• Extract:
┏━━

Molecular based approaches to phylogenetic analysis, driven by technological advances in gene or whole genome sequencing and computational analyses employing bioinformatics, have revolutionized our view of evolution in the microbial world. More recently, there has been a focus on studying the functional traits of microorganisms with an emphasis on predicting protein function. The type, rate and function of protein mutations are important to our mechanistic understanding of evolutionary processes.
When a mutation in a protein gives rise to another, its molecular mass changes. This mass difference can be localised within peptide segments following the digestion of the protein. For the most part these mass differences correspond to unique values, that enables the nature of the amino acid substitution to be identified.

┗━━

• Parts of the exercise:
(1) Duplicate the section of the protein mutation text that opens with the words containing "Molecular based approaches" and closes with "of evolutionary processes.".
(2) In the protein mutation text, what changes when a mutation in a protein gives rise to another?
The records that come next are separate material, unrelated to the protein mutation text.

• Recorded data:
┏━━

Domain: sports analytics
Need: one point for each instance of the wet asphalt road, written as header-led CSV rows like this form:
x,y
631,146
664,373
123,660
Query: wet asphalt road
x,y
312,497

┗━━

• Numbered responses:
(1)
Molecular based approaches to phylogenetic analysis, driven by technological advances in gene or whole genome sequencing and computational analyses employing bioinformatics, have revolutionized our view of evolution in the microbial world. More recently, there has been a focus on studying the functional traits of microorganisms with an emphasis on predicting protein function. The type, rate and function of protein mutations are important to our mechanistic understanding of evolutionary processes.

(2) Its molecular mass changes.